◆ GIVEN PROBLEM 1
Name every term that the definitions section of the terms and conditions defines.
◆ GIVEN PROBLEM 2
Write out the terms and conditions word for word, from "Unless otherwise agreed, the" up to and including "of the invoice.".

◆ TEXT PROVIDED

######

Our terms and conditions


1. General



When SESAM Container AB (“SESAM Container”) has referred to Orgalime S 2012 in a quotation or other type of offer or in an order confirmation, Orgalime S 2012 and this addendum shall apply to the resulting agreement between SESAM Container and the Buyer. If Buyer refers to other terms in Buyer’s prior or subsequent communications with SESAM Container, such other terms shall apply only to the extent that SESAM Container expressly agrees to such terms in writing.


The buyer declares that he/she has access to the general terms and conditions of Orgalime S 2012.


In the event of any contradiction or discrepancy between this Addendum and Orgalime S 2012, this Addendum shall prevail.

2 Definitions



In Orgalime S 2012 and this Addendum,

(a) “Article” shall refer to an article in this Addendum;

(b) “Clause” shall refer to a clause in Orgalime S 2012;

(c) “Orgalime S 2012” shall refer to Orgalime’s General Conditions for the Supply of Mechanical, Electrical and Electronic Products, March 2012 edition or the latest edition published thereafter;

(d) “Product” means all goods, materials, equipment and services to be provided by SESAM Container under this Agreement and described in the quotation issued by SESAM Container;

(e) “Buyer” means the other party to this Agreement; and

(f) “Supplier” means SESAM Container.

3. Amendments


3.1 Standard products



The product shall be supplied in a standard version together with SESAM Containers’ relevant standard documentation and instruction manuals where applicable. Alternative versions, finishes, colours, special packaging and additional documentation can be supplied at extra cost, as agreed in writing.


The product is not warranted to be fit for any particular purpose, unless and to the extent that such particular purpose has been expressly specified and warranted by SESAM Container in writing.

3.2 Delivery. Transfer of risk


The agreed commercial terms shall be interpreted in accordance with the INCOTERMS® in force at the time of conclusion of the Contract. If no trade term has been specifically agreed, delivery shall be Ex Works (EXW) at the place indicated by the Supplier.



When SESAM Container is responsible for delivery of the Products, the Buyer shall inspect the Products upon receipt and notify SESAM Container in writing of any transport damage within forty-eight (48) hours of delivery. If this is not done, the costs of remedying the damage shall be borne by the Buyer or its insurer.


3.3 Acceptance test



The acceptance test referred to in paragraphs 6 to 9 shall not be carried out unless the parties have expressly agreed that such a test shall be carried out.


3.4 Delivery time



SESAM Container will provide the Buyer with a non-binding estimate for the delivery of the Products when the Products are ordered. A binding delivery date or delivery period will only be given by SESAM Container if the Buyer requests it in writing.


3.5 Payment



Unless otherwise agreed, the purchase price shall be paid to SESAM Container not later than thirty (30) days from the date of delivery and the second paragraph of clause 19 shall not apply. Time of payment is of the essence of the contract and SESAM Container reserves the right to suspend the supply of Products to the Buyer if any amounts are due under the contract or under any other contract until all such amounts have been paid. No queries regarding an invoice will be processed more than 14 days after the issue of the invoice.

######

[Entries taken from a collection]
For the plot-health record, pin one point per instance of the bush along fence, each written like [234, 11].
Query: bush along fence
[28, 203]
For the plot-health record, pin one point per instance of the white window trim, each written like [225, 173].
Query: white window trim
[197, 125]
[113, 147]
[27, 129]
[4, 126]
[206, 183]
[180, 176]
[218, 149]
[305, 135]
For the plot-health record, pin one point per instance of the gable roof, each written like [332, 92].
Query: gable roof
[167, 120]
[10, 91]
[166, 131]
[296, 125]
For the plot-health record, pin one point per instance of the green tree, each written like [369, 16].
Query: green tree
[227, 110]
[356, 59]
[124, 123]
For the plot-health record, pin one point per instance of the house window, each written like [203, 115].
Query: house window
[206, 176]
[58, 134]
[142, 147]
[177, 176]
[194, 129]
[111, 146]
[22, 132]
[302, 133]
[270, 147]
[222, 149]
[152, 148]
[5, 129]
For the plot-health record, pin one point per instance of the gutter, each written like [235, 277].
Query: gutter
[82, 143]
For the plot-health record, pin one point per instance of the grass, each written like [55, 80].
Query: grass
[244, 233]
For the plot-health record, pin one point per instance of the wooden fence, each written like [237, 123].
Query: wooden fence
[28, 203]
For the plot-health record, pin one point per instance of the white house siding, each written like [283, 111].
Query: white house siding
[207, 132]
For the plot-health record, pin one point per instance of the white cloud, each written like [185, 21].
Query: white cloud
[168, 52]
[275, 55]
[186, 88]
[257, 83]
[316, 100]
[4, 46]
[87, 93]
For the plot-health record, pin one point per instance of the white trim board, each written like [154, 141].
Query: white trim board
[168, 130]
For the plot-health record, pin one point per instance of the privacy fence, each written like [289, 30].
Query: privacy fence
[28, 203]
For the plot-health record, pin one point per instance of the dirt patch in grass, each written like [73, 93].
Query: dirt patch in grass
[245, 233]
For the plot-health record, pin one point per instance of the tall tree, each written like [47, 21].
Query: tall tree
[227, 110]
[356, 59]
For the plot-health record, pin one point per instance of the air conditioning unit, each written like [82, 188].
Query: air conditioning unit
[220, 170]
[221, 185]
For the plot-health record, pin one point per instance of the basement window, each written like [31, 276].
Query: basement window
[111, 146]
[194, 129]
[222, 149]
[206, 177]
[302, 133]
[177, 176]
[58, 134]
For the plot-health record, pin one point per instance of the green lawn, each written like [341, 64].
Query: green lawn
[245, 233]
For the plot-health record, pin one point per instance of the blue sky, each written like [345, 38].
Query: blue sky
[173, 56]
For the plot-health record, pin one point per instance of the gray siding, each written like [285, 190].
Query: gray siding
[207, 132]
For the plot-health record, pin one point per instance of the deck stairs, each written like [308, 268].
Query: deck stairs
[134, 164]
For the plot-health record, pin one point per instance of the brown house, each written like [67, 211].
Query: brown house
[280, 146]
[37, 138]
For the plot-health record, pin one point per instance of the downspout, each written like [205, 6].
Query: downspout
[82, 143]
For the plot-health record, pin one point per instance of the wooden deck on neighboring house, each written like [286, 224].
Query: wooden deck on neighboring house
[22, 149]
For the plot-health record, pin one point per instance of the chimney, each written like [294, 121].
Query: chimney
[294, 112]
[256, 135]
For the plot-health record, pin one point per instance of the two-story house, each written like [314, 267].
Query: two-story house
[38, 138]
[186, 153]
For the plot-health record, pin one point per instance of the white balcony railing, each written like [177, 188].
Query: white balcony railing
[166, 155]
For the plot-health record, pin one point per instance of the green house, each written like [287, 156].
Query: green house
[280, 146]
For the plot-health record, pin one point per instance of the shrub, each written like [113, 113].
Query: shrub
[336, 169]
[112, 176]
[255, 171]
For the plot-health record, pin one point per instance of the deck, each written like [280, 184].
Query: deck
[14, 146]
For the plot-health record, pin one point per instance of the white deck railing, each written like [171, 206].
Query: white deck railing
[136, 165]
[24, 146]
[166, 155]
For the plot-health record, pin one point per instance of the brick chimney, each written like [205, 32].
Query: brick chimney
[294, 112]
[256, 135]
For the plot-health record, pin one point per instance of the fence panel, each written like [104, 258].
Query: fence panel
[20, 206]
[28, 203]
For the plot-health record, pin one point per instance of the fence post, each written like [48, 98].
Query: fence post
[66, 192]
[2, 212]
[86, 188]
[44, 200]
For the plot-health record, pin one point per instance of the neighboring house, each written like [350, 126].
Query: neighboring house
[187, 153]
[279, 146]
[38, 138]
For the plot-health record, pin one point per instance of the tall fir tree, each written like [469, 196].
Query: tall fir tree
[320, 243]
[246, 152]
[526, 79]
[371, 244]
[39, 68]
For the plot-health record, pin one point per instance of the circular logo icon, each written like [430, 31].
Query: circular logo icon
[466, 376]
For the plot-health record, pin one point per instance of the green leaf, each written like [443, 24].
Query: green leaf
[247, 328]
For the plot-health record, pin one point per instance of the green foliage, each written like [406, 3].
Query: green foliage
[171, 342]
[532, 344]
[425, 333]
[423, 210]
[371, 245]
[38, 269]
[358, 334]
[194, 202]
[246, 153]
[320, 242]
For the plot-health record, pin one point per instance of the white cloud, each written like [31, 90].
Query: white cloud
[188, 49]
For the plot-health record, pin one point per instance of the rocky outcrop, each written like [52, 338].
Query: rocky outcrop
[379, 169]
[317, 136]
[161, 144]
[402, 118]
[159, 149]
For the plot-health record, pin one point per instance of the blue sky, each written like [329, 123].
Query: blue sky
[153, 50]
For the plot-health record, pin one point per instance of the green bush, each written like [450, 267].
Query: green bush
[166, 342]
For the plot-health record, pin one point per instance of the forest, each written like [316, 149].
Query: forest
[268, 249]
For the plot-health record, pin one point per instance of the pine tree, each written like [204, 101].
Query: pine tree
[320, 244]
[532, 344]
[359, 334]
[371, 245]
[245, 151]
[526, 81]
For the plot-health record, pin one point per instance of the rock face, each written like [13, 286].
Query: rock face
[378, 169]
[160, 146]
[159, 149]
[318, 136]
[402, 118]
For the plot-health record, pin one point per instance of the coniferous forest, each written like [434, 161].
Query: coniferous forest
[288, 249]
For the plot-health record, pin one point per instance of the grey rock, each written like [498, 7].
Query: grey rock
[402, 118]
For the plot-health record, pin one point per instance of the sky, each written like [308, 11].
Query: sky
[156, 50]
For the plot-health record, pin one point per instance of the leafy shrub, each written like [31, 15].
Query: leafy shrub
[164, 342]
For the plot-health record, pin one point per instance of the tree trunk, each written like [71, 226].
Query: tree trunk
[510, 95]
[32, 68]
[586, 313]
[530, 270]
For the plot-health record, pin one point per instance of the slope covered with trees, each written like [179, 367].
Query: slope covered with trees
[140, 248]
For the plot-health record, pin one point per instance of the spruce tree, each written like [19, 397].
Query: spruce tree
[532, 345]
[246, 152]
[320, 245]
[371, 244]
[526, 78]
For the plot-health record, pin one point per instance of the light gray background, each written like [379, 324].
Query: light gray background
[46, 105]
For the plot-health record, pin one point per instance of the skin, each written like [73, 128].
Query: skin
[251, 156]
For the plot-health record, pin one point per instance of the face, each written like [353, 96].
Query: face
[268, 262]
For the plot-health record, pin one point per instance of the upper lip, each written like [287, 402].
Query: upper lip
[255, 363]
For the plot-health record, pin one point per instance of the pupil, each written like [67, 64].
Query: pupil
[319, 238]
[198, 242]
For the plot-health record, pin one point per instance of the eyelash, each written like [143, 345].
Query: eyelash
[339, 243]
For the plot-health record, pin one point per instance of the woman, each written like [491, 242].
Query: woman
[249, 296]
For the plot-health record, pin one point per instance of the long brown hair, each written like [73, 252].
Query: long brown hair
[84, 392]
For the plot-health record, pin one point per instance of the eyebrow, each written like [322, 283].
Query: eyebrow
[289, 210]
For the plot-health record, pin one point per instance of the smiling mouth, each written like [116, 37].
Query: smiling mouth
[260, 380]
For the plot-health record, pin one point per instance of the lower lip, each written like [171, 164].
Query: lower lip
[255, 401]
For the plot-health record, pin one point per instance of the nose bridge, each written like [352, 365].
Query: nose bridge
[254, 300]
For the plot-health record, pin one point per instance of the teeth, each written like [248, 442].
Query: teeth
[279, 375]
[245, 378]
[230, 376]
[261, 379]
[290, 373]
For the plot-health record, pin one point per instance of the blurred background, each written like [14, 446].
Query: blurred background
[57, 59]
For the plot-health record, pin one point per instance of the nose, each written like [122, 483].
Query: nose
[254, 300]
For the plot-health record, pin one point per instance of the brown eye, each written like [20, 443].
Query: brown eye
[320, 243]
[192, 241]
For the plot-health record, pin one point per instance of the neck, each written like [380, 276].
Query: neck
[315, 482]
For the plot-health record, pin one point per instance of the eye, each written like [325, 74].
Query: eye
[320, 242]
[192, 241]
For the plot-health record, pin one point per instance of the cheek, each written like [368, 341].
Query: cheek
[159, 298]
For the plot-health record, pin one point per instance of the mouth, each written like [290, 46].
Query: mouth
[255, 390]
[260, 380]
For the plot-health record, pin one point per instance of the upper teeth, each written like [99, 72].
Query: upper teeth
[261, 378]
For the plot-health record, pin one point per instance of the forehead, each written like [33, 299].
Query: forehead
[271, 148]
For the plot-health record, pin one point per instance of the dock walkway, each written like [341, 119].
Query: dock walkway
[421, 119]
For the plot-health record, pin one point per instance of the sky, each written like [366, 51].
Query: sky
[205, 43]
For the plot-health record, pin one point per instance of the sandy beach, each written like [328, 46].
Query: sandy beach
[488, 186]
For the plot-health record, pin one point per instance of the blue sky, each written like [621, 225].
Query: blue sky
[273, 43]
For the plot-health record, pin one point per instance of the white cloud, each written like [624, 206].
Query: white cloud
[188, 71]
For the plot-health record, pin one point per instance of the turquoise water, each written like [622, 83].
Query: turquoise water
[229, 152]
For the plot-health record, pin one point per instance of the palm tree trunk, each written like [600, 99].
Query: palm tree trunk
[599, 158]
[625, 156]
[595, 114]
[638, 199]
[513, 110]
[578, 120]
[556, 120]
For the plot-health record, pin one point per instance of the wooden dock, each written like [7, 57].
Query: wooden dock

######

◆ FULL OUTPUT 1
Article; Clause; Orgalime S 2012; Product; Buyer; Supplier

◆ FULL OUTPUT 2
Unless otherwise agreed, the purchase price shall be paid to SESAM Container not later than thirty (30) days from the date of delivery and the second paragraph of clause 19 shall not apply. Time of payment is of the essence of the contract and SESAM Container reserves the right to suspend the supply of Products to the Buyer if any amounts are due under the contract or under any other contract until all such amounts have been paid. No queries regarding an invoice will be processed more than 14 days after the issue of the invoice.